_TRECHO:_
Dom Mário: “como católicos nos unamos em defesa da vida e da vida concreta”


Por Padre Luis Miguel Modino, assessor de comunicação CNBB Norte1

Durante quase seis anos, de 2016 a 2022, o atual Arcebispo de Cuiabá foi Bispo da Diocese de Roraima, afirmando que viveu esse tempo desde o aprendizado e a partilha com as comunidades, também com os povos indígenas.

A situação que vive o Povo Yanomami o leva a destacar o trabalho realizado com esse povo pela Igreja de Roraima, sobretudo pelos missionários e missionárias da Consolata. Um trabalho de defesa, que “se dá por omissão das autoridades, que têm a competência de cuidar dos povos indígenas”.

Diante desse momento de tristeza e de luto, Dom Mário Antônio chama a assumir uma verdadeira ecologia integral. O 2º Vice-presidente da Conferência Nacional dos Bispos do Brasil (CNBB), faz um chamado a que “como católicos nos unamos em defesa da vida e da vida concreta”. Segundo ele, “hoje existem muitos discursos de defesa da vida, da fecundação até a morte natural, mas pouca prática em defesa da vida concreta existente diante dos nossos olhos, sobretudo quando ela está fragilizada”.

O senhor foi Bispo da Diocese de Roraima durante quase seis anos. Por todos os lugares onde passamos, vai ficando um pedaço do nosso coração. O que o senhor deixou na Diocese de Roraima?

Meu período em Roraima, quase seis anos, foi um período de muitos desafios, mas também de muito aprendizado, aprendizado com as comunidades, sobretudo daquelas que estavam mais distantes do grande centro, que é a capital. Mas um aprendizado ímpar com os povos e comunidades indígenas.

Das muitas coisas que eu aprendi lá e procurei retribuir é a proximidade com as pessoas, a proximidade no aspecto de estar junto, não só para celebrar a missa, mas também para a convivência. E a convivência se dava nos arraiais, se dava nas quermesses, se dava até nos momentos de comensalidade, eram momentos muito bonitos.

O que eu procurei também partilhar com as comunidades da Diocese de Roraima é que nós precisamos ter uma fé que é mais do que normas, sejam católicas ou bíblicas. Mas a nossa fé é adesão a Jesus Cristo e essa adesão é visibilizada pelo seguimento a Ele, na prática da paz, da justiça e da solidariedade. Foi isso que eu procurei partilhar com as pessoas, recebendo deles impulso e motivação para uma missão diante de tantos desafios.

O senhor fala da importância da convivência com o povo. Entre os yanomami, a diocese de Roraima se faz presente através dos missionários e missionárias da Consolata, na missão Catrimani, realizada desde a convivência com esse povo. Qual a importância dessa presença como Igreja no meio do Povo Yanomami e esse jeito de anunciar o Evangelho?

A Diocese de Roraima sempre teve na sua história, sobretudo com os bispos anteriores, grande preocupação com os povos indígenas e também específica com o Povo Yanomami, com a presença dos missionários e as missionárias Consolata, uma presença heroica, de mulheres e homens na convivência com as comunidades do Povo Yanomami, no respeito à cultura, no respeito à religião, na convivência, no fomentar os valores e em valorizar a sabedoria do Povo Yanomami. No seu cuidado com a própria cultura, com a própria humanidade, com os membros de cada maloca, de cada comunidade, como também no cuidado da natureza, com o cuidado da floresta, dos rios, da obra do Criador.

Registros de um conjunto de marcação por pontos
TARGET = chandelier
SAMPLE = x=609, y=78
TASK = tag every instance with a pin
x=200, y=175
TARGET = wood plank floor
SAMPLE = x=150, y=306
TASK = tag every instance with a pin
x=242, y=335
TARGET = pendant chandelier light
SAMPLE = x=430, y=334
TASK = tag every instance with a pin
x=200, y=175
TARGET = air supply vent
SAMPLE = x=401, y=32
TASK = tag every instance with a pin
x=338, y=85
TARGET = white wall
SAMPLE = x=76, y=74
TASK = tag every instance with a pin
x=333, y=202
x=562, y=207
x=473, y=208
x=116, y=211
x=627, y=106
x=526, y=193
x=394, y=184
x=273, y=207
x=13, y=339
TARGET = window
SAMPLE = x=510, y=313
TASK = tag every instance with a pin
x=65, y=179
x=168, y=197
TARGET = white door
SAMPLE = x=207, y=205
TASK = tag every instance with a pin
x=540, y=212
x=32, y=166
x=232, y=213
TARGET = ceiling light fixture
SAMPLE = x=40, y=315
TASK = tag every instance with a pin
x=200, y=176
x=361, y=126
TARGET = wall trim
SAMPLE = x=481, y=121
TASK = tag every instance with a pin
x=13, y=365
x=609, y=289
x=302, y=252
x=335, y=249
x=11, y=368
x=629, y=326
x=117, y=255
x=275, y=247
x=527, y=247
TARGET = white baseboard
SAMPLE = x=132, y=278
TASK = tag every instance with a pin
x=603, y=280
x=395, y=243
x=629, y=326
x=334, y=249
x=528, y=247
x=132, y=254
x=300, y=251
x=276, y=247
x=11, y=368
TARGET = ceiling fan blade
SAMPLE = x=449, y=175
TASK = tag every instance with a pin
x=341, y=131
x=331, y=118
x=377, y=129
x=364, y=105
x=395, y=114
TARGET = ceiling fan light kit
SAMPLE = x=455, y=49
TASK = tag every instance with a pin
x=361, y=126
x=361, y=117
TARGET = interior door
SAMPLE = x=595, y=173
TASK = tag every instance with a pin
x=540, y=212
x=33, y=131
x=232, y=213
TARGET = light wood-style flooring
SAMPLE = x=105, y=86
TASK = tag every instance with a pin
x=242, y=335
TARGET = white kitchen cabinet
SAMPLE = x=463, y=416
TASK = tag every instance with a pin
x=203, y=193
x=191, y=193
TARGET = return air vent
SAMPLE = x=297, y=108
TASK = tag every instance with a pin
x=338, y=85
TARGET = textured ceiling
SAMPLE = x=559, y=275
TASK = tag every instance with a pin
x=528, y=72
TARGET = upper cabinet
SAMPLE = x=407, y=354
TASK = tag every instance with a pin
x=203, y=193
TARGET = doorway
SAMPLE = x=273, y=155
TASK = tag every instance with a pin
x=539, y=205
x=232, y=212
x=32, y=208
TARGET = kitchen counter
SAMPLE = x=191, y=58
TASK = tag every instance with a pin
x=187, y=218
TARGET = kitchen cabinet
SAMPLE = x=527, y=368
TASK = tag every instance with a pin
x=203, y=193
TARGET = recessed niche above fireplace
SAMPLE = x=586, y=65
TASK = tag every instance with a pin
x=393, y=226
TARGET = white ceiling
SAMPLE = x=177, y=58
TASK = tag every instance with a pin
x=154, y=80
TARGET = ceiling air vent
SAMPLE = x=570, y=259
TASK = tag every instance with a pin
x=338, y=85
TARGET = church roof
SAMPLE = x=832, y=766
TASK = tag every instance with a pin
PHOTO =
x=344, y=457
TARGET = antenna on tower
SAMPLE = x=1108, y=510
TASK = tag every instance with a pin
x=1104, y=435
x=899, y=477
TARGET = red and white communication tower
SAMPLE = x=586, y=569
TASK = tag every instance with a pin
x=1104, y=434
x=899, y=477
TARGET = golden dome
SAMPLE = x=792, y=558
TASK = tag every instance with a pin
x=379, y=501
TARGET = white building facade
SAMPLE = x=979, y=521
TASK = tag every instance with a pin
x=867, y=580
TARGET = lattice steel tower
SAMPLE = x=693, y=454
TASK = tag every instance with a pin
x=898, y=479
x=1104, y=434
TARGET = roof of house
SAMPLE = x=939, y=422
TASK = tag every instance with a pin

_O QUE FAZER:_
1. Pode reproduzir fielmente o trecho da entrevista com Dom Mário que vai de "O que eu procurei também" até "de tantos desafios."?
2. Pode repetir nos registros, sem nenhuma alteração, tudo o que vai da linha que contém "TARGET = roof of house" até o fim dos registros?

_RESULTADOS DAS TAREFAS:_
1.
O que eu procurei também partilhar com as comunidades da Diocese de Roraima é que nós precisamos ter uma fé que é mais do que normas, sejam católicas ou bíblicas. Mas a nossa fé é adesão a Jesus Cristo e essa adesão é visibilizada pelo seguimento a Ele, na prática da paz, da justiça e da solidariedade. Foi isso que eu procurei partilhar com as pessoas, recebendo deles impulso e motivação para uma missão diante de tantos desafios.

2.
TARGET = roof of house
SAMPLE = x=939, y=422
TASK = tag every instance with a pin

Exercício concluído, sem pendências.